SUPPLIED ENTRIES »
________________________________________

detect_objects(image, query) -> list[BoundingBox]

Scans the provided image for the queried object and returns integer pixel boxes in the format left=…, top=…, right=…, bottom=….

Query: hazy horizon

________________________________________

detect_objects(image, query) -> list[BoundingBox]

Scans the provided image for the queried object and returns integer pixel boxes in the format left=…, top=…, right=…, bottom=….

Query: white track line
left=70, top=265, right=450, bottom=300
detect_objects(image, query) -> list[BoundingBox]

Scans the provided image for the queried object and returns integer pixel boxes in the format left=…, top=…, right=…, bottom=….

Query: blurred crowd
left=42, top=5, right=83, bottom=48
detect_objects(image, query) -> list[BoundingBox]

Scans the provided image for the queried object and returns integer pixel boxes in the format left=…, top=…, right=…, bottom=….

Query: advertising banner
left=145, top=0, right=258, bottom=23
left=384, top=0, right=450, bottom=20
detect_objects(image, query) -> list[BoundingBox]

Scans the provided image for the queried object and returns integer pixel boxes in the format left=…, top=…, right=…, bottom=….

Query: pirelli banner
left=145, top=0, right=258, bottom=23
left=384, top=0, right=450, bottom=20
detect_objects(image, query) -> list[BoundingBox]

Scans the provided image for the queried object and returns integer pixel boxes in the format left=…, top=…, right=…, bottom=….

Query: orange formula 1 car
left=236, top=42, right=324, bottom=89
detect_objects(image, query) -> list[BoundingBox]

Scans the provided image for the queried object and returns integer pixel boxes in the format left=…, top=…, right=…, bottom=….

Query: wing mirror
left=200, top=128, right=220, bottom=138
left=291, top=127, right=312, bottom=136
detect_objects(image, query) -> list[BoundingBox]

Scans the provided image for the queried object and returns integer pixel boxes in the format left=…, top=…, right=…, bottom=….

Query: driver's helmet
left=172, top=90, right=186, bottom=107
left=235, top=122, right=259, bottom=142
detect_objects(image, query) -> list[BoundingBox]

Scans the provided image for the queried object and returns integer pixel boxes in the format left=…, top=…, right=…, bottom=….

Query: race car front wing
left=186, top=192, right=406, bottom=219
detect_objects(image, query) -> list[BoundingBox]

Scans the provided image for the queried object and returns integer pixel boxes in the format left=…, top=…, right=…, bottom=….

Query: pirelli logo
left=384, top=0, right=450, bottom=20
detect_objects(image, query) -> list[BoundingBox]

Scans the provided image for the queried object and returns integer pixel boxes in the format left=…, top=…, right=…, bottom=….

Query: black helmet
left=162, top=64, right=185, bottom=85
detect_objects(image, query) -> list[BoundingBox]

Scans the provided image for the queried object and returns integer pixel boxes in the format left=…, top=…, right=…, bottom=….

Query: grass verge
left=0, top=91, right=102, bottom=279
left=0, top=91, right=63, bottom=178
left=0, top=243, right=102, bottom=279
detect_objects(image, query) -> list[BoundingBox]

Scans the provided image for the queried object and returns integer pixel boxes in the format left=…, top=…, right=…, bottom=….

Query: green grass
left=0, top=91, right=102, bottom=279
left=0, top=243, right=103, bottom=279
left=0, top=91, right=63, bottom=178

________________________________________

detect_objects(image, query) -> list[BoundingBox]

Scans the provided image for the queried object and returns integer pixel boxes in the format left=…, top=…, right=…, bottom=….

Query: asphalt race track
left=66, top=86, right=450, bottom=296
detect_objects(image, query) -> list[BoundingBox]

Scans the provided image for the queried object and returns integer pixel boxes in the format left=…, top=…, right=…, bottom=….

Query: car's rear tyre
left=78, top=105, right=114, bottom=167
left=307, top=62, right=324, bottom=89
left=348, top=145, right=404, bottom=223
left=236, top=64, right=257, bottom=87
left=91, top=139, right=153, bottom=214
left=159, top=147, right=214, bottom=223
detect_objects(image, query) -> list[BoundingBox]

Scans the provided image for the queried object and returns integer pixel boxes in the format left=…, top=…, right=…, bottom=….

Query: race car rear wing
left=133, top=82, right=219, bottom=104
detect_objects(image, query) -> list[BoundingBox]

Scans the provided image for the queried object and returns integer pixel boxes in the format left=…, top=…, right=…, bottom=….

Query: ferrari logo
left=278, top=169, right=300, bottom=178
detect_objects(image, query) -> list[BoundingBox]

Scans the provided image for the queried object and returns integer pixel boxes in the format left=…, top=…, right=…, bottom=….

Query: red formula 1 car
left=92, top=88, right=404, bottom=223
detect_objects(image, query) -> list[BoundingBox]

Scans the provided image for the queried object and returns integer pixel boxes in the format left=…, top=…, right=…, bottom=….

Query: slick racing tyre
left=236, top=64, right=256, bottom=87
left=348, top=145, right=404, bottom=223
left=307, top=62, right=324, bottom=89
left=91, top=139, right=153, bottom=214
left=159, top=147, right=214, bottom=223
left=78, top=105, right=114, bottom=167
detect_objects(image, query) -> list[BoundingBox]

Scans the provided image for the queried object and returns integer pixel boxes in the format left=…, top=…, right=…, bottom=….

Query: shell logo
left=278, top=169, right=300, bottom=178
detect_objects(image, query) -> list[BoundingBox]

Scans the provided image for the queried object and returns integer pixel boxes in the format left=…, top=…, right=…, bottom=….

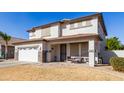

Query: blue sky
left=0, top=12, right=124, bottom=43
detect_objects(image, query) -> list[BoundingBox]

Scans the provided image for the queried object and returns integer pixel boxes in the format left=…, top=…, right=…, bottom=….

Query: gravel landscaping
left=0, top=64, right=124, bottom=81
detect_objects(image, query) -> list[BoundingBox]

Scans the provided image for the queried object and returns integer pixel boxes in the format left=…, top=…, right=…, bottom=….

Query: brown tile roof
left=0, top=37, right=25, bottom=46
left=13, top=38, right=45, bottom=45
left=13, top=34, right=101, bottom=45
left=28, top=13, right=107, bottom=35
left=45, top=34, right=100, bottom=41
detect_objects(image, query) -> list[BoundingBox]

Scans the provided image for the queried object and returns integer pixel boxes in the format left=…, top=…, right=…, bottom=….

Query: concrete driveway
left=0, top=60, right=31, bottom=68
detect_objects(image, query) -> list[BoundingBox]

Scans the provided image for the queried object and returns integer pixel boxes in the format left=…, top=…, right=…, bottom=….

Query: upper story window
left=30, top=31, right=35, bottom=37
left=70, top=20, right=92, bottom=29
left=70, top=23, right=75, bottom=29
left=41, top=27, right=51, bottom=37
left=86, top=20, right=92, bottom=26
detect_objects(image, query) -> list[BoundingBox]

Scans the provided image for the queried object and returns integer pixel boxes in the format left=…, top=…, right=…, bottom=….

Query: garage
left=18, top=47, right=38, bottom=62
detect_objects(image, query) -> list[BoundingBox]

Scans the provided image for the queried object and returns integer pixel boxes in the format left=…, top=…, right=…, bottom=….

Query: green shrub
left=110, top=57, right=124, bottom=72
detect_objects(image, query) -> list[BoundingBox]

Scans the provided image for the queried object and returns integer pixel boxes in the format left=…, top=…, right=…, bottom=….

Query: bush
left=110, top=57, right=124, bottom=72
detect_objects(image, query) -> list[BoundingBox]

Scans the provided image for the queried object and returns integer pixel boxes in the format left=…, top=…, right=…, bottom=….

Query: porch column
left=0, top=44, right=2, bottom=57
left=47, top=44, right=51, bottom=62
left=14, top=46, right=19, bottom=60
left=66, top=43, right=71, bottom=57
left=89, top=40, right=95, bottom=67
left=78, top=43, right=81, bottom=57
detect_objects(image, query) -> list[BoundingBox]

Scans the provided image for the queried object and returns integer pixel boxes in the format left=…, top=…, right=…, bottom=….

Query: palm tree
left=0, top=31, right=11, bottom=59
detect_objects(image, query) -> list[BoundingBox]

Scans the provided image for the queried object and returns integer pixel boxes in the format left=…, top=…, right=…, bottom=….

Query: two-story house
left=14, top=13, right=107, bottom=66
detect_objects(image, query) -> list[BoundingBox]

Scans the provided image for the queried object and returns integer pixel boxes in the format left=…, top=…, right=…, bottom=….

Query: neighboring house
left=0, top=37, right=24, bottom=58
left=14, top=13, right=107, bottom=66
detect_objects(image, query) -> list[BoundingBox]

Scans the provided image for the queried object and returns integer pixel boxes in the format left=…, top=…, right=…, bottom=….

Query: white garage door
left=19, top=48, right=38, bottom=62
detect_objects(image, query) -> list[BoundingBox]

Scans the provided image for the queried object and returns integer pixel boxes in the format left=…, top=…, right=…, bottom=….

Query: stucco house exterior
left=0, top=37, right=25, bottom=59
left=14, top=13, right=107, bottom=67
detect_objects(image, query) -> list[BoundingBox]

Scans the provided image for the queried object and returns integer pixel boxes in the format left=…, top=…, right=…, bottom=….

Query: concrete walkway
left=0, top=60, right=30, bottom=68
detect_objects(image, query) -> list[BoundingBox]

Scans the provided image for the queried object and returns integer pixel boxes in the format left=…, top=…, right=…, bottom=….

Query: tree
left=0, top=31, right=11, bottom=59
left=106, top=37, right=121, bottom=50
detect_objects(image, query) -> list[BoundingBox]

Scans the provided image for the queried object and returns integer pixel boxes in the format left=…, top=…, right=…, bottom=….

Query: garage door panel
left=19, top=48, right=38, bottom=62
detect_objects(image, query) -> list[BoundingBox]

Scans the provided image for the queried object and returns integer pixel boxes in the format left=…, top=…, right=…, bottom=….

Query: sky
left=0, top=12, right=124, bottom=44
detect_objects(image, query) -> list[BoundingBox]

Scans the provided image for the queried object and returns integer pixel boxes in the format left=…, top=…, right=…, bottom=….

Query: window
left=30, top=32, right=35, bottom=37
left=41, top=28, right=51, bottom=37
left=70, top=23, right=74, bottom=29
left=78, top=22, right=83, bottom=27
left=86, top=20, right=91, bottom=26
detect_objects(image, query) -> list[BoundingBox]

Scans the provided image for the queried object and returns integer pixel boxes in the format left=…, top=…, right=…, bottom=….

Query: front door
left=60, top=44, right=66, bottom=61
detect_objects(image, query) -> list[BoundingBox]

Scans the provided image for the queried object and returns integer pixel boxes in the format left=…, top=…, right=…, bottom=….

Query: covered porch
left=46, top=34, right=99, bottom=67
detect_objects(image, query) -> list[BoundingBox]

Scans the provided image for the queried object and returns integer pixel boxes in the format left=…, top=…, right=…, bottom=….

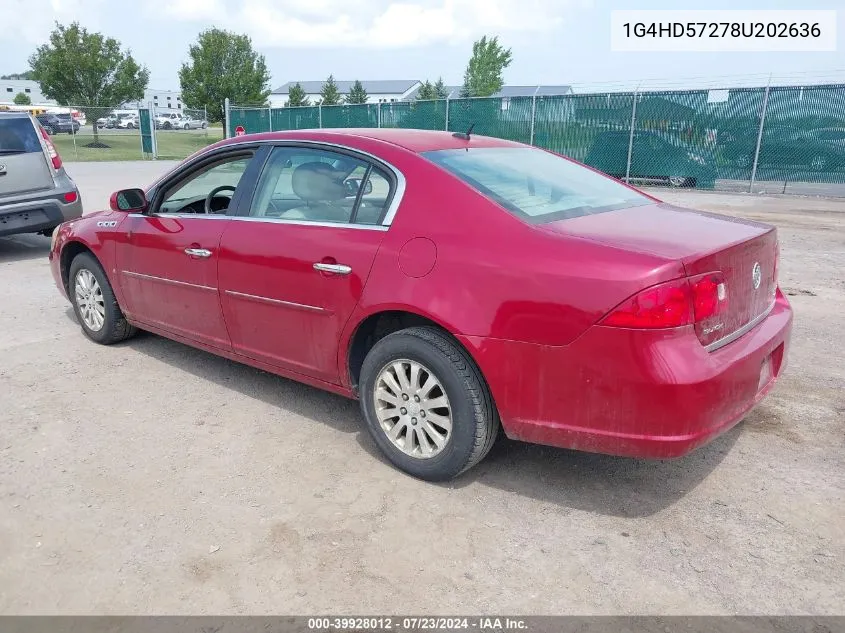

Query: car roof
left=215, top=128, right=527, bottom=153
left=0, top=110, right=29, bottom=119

________________________________________

PROMPT » Tally the lines of the records above that contain the string "front", treating uppercase and lowercase as distinct, and give only that number.

RESPONSE TO THE EXERCISE » 2